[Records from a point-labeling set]
********

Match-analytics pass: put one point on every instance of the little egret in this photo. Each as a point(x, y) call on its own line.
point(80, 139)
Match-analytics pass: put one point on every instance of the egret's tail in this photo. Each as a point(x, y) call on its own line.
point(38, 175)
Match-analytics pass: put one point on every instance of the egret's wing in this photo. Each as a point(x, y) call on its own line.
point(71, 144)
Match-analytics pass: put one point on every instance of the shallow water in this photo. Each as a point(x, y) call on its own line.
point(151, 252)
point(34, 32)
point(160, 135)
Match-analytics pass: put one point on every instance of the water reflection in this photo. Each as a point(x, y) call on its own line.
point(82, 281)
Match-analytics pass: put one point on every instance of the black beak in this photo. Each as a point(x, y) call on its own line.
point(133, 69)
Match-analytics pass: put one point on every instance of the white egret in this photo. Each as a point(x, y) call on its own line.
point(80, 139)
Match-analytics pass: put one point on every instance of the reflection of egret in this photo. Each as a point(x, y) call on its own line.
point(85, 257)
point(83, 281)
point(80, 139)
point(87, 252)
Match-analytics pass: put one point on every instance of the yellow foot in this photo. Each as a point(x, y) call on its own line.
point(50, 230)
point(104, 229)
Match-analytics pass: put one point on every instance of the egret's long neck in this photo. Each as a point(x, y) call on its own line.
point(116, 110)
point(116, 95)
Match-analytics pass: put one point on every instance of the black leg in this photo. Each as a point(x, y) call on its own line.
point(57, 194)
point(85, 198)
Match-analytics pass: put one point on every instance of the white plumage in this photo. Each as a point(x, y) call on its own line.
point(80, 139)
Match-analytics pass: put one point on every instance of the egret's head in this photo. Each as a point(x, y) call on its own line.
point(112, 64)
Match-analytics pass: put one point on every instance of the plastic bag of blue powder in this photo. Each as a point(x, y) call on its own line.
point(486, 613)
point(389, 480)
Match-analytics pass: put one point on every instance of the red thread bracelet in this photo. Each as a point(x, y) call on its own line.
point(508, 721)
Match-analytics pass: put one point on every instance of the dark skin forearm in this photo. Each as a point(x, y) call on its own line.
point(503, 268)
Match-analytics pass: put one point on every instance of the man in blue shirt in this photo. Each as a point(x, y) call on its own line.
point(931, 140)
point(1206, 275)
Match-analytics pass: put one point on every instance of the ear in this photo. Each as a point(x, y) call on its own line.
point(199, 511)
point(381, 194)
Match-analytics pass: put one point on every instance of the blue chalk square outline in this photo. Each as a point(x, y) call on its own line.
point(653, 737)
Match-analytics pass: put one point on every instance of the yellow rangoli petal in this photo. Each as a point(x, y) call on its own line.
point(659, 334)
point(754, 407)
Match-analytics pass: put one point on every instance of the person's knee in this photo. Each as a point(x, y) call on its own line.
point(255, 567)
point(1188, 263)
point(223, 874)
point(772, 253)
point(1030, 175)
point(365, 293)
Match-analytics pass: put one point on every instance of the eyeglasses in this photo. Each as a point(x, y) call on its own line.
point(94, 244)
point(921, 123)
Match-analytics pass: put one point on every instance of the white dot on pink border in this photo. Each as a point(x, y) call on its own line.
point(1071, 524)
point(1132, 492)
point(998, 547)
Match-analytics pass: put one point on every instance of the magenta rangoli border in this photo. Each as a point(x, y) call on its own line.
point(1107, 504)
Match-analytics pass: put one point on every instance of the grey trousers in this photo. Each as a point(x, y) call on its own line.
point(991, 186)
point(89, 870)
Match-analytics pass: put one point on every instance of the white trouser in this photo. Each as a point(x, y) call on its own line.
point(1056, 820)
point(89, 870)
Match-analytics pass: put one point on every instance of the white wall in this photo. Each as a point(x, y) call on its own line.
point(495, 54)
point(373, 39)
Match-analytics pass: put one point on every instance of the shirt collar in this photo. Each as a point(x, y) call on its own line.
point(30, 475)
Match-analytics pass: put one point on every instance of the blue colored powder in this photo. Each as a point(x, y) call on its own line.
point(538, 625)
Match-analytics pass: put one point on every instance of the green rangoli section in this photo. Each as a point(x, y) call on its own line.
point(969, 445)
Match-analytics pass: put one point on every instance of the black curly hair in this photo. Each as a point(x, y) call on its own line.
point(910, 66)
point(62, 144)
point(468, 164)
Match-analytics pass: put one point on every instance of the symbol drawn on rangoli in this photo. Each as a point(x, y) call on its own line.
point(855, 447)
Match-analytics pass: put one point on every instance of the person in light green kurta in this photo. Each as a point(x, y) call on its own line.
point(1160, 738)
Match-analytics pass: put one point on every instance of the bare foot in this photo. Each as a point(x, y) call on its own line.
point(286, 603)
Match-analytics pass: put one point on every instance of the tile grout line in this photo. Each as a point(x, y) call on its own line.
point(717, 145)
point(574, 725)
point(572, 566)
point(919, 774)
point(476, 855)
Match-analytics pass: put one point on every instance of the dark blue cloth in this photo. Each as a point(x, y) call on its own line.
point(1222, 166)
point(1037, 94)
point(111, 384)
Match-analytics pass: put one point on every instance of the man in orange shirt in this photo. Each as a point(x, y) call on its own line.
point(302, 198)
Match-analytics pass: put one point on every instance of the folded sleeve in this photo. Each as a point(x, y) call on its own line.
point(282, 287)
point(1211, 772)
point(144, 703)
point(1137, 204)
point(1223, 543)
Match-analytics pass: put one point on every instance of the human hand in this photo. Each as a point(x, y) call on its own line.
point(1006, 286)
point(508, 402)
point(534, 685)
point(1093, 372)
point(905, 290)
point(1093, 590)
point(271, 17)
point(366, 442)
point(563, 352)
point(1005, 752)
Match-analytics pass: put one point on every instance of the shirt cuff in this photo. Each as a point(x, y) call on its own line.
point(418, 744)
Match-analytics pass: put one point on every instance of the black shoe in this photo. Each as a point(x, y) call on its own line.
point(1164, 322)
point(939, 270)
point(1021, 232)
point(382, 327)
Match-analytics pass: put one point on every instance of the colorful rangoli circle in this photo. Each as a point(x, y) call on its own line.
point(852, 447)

********

== What needs to be done ==
Lay out every line of the records above as a Markdown table with two columns, Row and Line, giving each line its row number and leaving out blank lines.

== Correct result ==
| Row | Line |
|---|---|
| 1 | Match-analytics pass: put one point on every instance of the little egret in this photo. Each as a point(x, y) call on its own line. |
| 2 | point(80, 139) |
| 3 | Match-analytics pass: put one point on every instance of the egret's tail in this photo. Each as a point(x, y) call on its own line. |
| 4 | point(38, 175) |
| 5 | Match-analytics pass: put one point on every instance of the egret's wing in this photo. Each as a point(x, y) call on its own line. |
| 6 | point(71, 144) |
| 7 | Match-analytics pass: put one point on every instance of the shallow water in this photo. Each as a point(x, y) call on its own line. |
| 8 | point(151, 252) |
| 9 | point(34, 32) |
| 10 | point(160, 135) |
| 11 | Match-analytics pass: put one point on every instance of the water reflection in this photo. Each as a point(x, y) call on its own line. |
| 12 | point(82, 281) |
| 13 | Match-analytics pass: put one point on every instance of the black beak in this photo. Each as a point(x, y) call on its own line. |
| 14 | point(133, 69) |
| 15 | Match-analytics pass: put one point on every instance of the white egret in this photo. Each as a point(x, y) call on its own line. |
| 16 | point(80, 139) |
| 17 | Match-analytics pass: put one point on every instance of the reflection of egret in this photo. Each as a point(x, y) call on its own line. |
| 18 | point(85, 257) |
| 19 | point(83, 281) |
| 20 | point(80, 139) |
| 21 | point(87, 252) |
| 22 | Match-analytics pass: put one point on every instance of the yellow foot in this photo. Each as a point(x, y) call on its own line. |
| 23 | point(50, 230) |
| 24 | point(104, 229) |
| 25 | Match-analytics pass: put one point on every instance of the egret's long neck in this photo. Each as a point(x, y) call on its own line. |
| 26 | point(116, 110) |
| 27 | point(116, 95) |
| 28 | Match-analytics pass: put one point on every instance of the black leg in this photo. Each as a point(x, y) call on its own line. |
| 29 | point(57, 194) |
| 30 | point(85, 198) |
| 31 | Match-analytics pass: put one point on every instance of the white plumage in this photo. Each as a point(x, y) call on its own line. |
| 32 | point(80, 139) |
| 33 | Match-analytics pass: put one point on every instance of the egret's head in this photo. Each as a point(x, y) call on its own line. |
| 34 | point(112, 64) |
| 35 | Match-analytics pass: put one point on every instance of the plastic bag of blue powder in this photo. Each as a point(x, y) call on its own line. |
| 36 | point(486, 613) |
| 37 | point(389, 480) |
| 38 | Match-analytics pass: put one point on every instance of the red thread bracelet in this photo. Each as a point(x, y) call on its own line. |
| 39 | point(508, 721) |
| 40 | Match-analytics pass: put one point on every instance of the dark skin forearm in this photo. Each as a point(x, y) call on its own line. |
| 41 | point(503, 268) |
| 42 | Match-analytics pass: put one point on every instance of the man in blue shirt in this photo. Each as a point(x, y) call on its own line. |
| 43 | point(931, 140) |
| 44 | point(1206, 275) |
| 45 | Match-analytics pass: put one point on every instance of the ear in this photo. Each as a point(x, y) call on its own line. |
| 46 | point(199, 511) |
| 47 | point(381, 194) |
| 48 | Match-analytics pass: put one point on every instance of the blue chalk square outline in this photo. Each as a point(x, y) call on its own line. |
| 49 | point(653, 737) |
| 50 | Match-analytics pass: put one point on every instance of the yellow rangoli petal in this photo. Each as a point(x, y) call on its own line. |
| 51 | point(659, 334) |
| 52 | point(754, 407) |
| 53 | Match-analytics pass: put one point on every instance of the person's knee in this photo. Each as a point(x, y) call on its own line. |
| 54 | point(255, 567) |
| 55 | point(1188, 263) |
| 56 | point(223, 874) |
| 57 | point(772, 253) |
| 58 | point(1030, 175) |
| 59 | point(365, 293) |
| 60 | Match-analytics pass: put one point on every instance of the eyeglasses in this photo. Each as a point(x, y) call on its own line. |
| 61 | point(94, 244) |
| 62 | point(921, 123) |
| 63 | Match-analytics pass: put one point on every instance of the white dot on pink border in this photo. Each as a point(x, y) call on its own line. |
| 64 | point(1071, 524) |
| 65 | point(1132, 492) |
| 66 | point(998, 547) |
| 67 | Match-analytics pass: put one point on every instance of the magenta rangoli border in this photo. Each as a point(x, y) call on its own line. |
| 68 | point(1107, 504) |
| 69 | Match-analytics pass: put one point on every instance of the grey trousers in this photo. Each as a point(x, y) call on its own line. |
| 70 | point(991, 186) |
| 71 | point(89, 870) |
| 72 | Match-analytics pass: put one point on every instance of the white trouser in this photo. Each as a point(x, y) call on its own line. |
| 73 | point(1056, 820) |
| 74 | point(89, 870) |
| 75 | Match-analytics pass: put one point on every instance of the white wall in this photo. Each as a point(x, y) call on its own line. |
| 76 | point(495, 54) |
| 77 | point(373, 39) |
| 78 | Match-analytics pass: put one point on every instance of the shirt collar in this photo. Each as a point(x, y) call on its own line. |
| 79 | point(30, 475) |
| 80 | Match-analytics pass: put one point on every instance of the blue colored powder in this photo. Each as a point(x, y) call on its own line. |
| 81 | point(538, 625) |
| 82 | Match-analytics pass: put one point on every instance of the green rangoli section in this photo. Each as a point(x, y) call on its own line. |
| 83 | point(969, 445) |
| 84 | Match-analytics pass: put one point on every instance of the black curly hair in this photo. Each as a point(x, y) call on its own line. |
| 85 | point(910, 66) |
| 86 | point(62, 144) |
| 87 | point(468, 164) |
| 88 | Match-analytics pass: put one point on every instance of the symbol drawn on rangoli in this photo. Each as a point(x, y) call on its own line. |
| 89 | point(855, 447) |
| 90 | Match-analytics pass: put one point on every instance of the person in light green kurta in this photo. Each as a point(x, y) call on its own line. |
| 91 | point(1160, 738) |
| 92 | Match-analytics pass: put one point on every instance of the bare foot in this photo. Each as a point(x, y) call on its own line. |
| 93 | point(286, 603) |
| 94 | Match-analytics pass: put one point on every instance of the tile grout line in this photo. Each as a point(x, y) call on its own line. |
| 95 | point(717, 145) |
| 96 | point(574, 725) |
| 97 | point(572, 566) |
| 98 | point(919, 774) |
| 99 | point(476, 855) |
| 100 | Match-analytics pass: put one point on every instance of the dark blue cloth in this photo. Each as a point(x, y) call on its own line. |
| 101 | point(1222, 166) |
| 102 | point(1037, 94) |
| 103 | point(111, 384) |
| 104 | Match-analytics pass: put one point on every instance of the man in orange shirt in this photo. Each as a point(x, y) call on its own line. |
| 105 | point(302, 198) |
| 106 | Match-analytics pass: put one point on every instance of the folded sleeve in this photo. Each as a point(x, y) call on its own line. |
| 107 | point(282, 287) |
| 108 | point(1211, 772) |
| 109 | point(144, 703) |
| 110 | point(1137, 204) |
| 111 | point(1223, 543) |
| 112 | Match-analytics pass: put one point on every instance of the human hand in this photo. Each as a point(x, y) call on its own line. |
| 113 | point(1006, 286) |
| 114 | point(508, 402) |
| 115 | point(534, 685) |
| 116 | point(1093, 372) |
| 117 | point(905, 290) |
| 118 | point(1093, 590) |
| 119 | point(271, 17) |
| 120 | point(366, 442) |
| 121 | point(563, 352) |
| 122 | point(1005, 752) |
| 123 | Match-analytics pass: put one point on every instance of the shirt cuff in this photo. Each as a point(x, y) call on its own line. |
| 124 | point(418, 744) |
| 125 | Match-analytics pass: put one point on every instance of the black shoe in this photo. Each as a point(x, y) call on its own line. |
| 126 | point(1164, 322) |
| 127 | point(939, 270) |
| 128 | point(1021, 232) |
| 129 | point(382, 327) |
| 130 | Match-analytics pass: put one point on every instance of the colorful rangoli circle in this photo. Each as a point(x, y) call on its own line. |
| 131 | point(852, 447) |